** TEXT BLOCK **
I have a similar APU, A10 A7850K. I was able to reproduce the only two of your cases.

pinverse_cpu passes on 7850K, what is the openblas, lapack versions you have installed ?
pinverse_opencl fails with value errors on 7850K's APU
orb_opencl passes with fill buffer change.
threading_opencl passes fine with 7850k's APU.

A quick update/note: orb_opencl doesn't fail for me on APU on master branch i.e. I didn't need the fillbuffer change.

willyborn · 2020-11-26T10:12:26Z

Below you can find the full list of all SW installed through vcpkg.

Should I regularly run vcpkg update ? (When I do now, it says "No packages need updating")
vcpkg_list.txt

Regarding the CPU. It is overclocked to 4.3GHz (base) and 4.6GHz (boost). I did not succeed in overclocking the GPU. Even with a faster CPU, I notice that in most applications I have a problem in keeping the GPU busy. This is the main cause, that I focus so much on the overhead of the CPU. Off-course the bugger the arrays the lesser the impact.
I assume that the latest video card owners should have even bigger issues here. There cards can be up to 30X (80CU vs 8CU, 2500MHz vs 866MHz, IPC?) faster, while the fastest CPU (single core) can only be up to 2.5x (PassMark 3563 [R9-5950X] vs 1545 [A10 7870K]) faster than mine.
-> Compared to the latter, my GPU is still very busy when the CPU already leaves the function for the same size of array's. It should be even worse on your 7850K.

Please use the bat file (windows) attached, which repeats the threading_opencl until failure. It will output you the failure rate, which is very variable.
repeat.bat.txt

9prady9 · 2020-12-07T05:22:08Z

I have tracked down the last revert we did, away from enqueueFillBuffer. It is done to avoid incrementing the required OpenCL version from 1.1 to 1.2.

We need to verify the different vendor implementations versions to ensure we aren't excluding any accidentally. If this can be done without the need to add custom fill implementation, that would be ideal. I shall get back here with updates once we figure out the next step.

willyborn · 2021-01-15T08:22:50Z

@9prady9
Hi pradeep, I added an extra commit performing the same actions without the fillBuffer. The last commit is fully OpenCL 1.1 compatible although has the same effect (stability and speed).

If you decide to go for this last commit, I still can merge everything into 1 commit so that the 1.2 updates disappears. The last commit overwrites all the previous changes.

The stability problems were only detected when using the OpenCL library of AMD (NVIDIA OpenCL apparently performs more operations on the main Host thread so it takes longer before the variables go out of scope). The stability issues could however appear on both depending on the load (of other kernels) on the GPU.

9prady9 · 2021-01-18T04:23:54Z

@willyborn We are re-organizing our CI infrastructure slightly and hence quite a few GPU jobs haven't been run on this or some other PRs yet. Hence, there haven't been any merges that changed GPU associated code. your changes look good, please give me some time, I shall let you, as soon as I can, on whether to use OpenCL 1.2 fill buffer API or your most recent commit.

** CHALLENGES **
**a)** According to the OpenCL forum thread, why was the last revert away from enqueueFillBuffer done?
**b)** Repeat the OpenCL forum thread word for word from "repeat.bat.txt" to "(stability and speed).".
**c)** Write what comes next in the OpenCL forum thread, starting right after its final sentence.
You won't need the stored rows for any of this.

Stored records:

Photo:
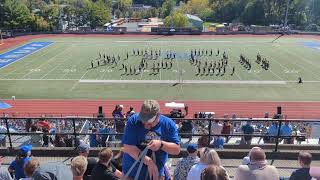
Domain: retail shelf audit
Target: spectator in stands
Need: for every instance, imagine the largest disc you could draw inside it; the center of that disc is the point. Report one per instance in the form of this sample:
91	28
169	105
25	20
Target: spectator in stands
28	124
203	141
59	141
94	138
227	129
36	139
103	137
304	159
207	157
46	138
273	131
214	172
4	173
117	160
52	171
84	150
257	169
152	130
22	158
130	112
3	137
30	167
184	165
103	170
78	167
186	127
286	130
216	129
119	120
248	130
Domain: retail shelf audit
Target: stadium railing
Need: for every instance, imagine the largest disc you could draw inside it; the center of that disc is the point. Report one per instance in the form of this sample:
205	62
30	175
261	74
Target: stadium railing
78	126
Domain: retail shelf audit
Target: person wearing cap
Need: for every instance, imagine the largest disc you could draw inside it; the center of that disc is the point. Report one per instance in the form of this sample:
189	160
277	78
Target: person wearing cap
149	129
257	168
22	158
52	171
4	173
83	150
184	165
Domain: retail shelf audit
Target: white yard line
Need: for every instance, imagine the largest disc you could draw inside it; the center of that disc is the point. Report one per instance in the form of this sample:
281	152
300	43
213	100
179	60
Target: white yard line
76	83
31	61
183	82
26	55
57	66
52	58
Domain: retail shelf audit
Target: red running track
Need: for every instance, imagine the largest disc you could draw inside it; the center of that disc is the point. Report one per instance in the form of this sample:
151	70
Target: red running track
35	108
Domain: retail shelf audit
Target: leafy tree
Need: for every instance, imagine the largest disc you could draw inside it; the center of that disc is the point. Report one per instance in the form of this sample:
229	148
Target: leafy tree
177	20
168	7
15	15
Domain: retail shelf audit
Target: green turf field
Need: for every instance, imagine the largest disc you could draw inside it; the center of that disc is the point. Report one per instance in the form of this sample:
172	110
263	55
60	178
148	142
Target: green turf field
62	70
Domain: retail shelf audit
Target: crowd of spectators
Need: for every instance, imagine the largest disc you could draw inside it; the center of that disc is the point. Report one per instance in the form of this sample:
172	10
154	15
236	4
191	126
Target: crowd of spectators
149	137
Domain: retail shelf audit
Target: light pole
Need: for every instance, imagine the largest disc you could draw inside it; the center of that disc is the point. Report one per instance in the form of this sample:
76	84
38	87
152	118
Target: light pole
286	18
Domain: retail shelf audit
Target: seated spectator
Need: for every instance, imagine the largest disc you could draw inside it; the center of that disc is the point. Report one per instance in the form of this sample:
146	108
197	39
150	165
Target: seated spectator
119	120
83	150
117	160
273	131
248	130
186	127
4	173
30	167
304	159
216	129
52	171
94	138
59	141
184	165
246	160
36	139
213	172
130	112
22	158
227	129
78	167
315	172
286	130
103	170
207	157
257	169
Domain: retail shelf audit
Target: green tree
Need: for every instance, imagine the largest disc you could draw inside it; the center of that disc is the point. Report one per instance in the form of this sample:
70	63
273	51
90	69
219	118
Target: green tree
254	13
15	15
167	7
99	14
177	20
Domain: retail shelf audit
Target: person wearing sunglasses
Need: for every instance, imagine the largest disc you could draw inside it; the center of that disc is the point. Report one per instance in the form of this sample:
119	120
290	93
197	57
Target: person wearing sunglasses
149	129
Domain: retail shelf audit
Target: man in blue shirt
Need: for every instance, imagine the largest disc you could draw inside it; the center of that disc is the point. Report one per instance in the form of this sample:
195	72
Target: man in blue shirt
22	158
273	131
248	131
286	130
149	129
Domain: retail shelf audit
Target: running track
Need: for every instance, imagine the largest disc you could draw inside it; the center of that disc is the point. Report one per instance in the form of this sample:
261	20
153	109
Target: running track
35	108
293	110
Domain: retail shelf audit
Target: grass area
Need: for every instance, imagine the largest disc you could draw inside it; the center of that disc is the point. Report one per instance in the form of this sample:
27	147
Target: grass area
55	71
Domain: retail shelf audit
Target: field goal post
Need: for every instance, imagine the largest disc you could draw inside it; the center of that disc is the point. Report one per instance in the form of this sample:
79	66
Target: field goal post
1	39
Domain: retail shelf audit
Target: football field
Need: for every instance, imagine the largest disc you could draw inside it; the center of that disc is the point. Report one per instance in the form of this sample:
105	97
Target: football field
67	67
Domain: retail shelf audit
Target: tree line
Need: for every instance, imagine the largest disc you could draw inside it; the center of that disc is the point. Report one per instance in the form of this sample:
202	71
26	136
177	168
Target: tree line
44	15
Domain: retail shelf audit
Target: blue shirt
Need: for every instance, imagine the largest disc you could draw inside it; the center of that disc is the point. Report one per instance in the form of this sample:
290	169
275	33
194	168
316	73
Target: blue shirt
93	140
273	130
19	173
136	135
247	129
286	130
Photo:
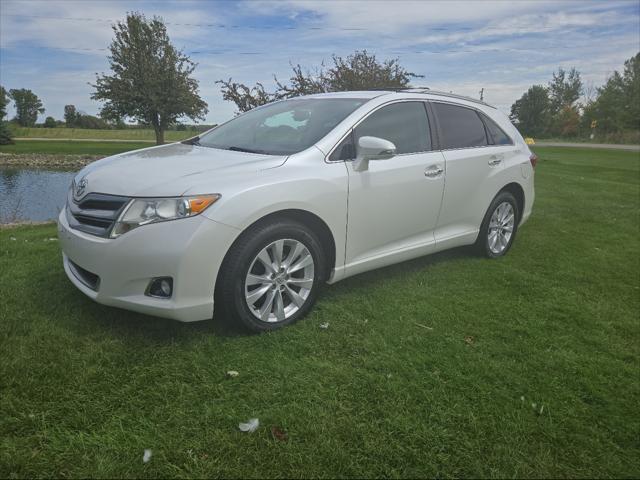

** FINAL RESULTS **
**a)** To avoid raising the required OpenCL version from 1.1 to 1.2.

**b)**
repeat.bat.txt

9prady9 · 2020-12-07T05:22:08Z

I have tracked down the last revert we did, away from enqueueFillBuffer. It is done to avoid incrementing the required OpenCL version from 1.1 to 1.2.

We need to verify the different vendor implementations versions to ensure we aren't excluding any accidentally. If this can be done without the need to add custom fill implementation, that would be ideal. I shall get back here with updates once we figure out the next step.

willyborn · 2021-01-15T08:22:50Z

@9prady9
Hi pradeep, I added an extra commit performing the same actions without the fillBuffer. The last commit is fully OpenCL 1.1 compatible although has the same effect (stability and speed).

**c)**
Thank you!

9prady9 · 2021-05-05T14:03:23Z

@willyborn We are re-organizing our CI infrastructure slightly and hence quite a few GPU jobs haven't been run on this or some other PRs yet. Hence, there haven't been any merges that changed GPU associated code. your changes look good, please give me some time, I shall let you, as soon as I can, on whether to use OpenCL 1.2 fill buffer API or your most recent commit.

Thank you!

@willyborn Sorry about the extended delay. We are good with using clEnqueueFillBuffer. Can you please drop the last commit and rebase your branch from latest master. Once the jobs run, we can get this in immediately.

willyborn · 2021-05-08T08:51:09Z

@pradeep. I will try to have this done by next week. I am currently in the final tests with the join/copy improvements and prefer to have a stable system during the different performance tests.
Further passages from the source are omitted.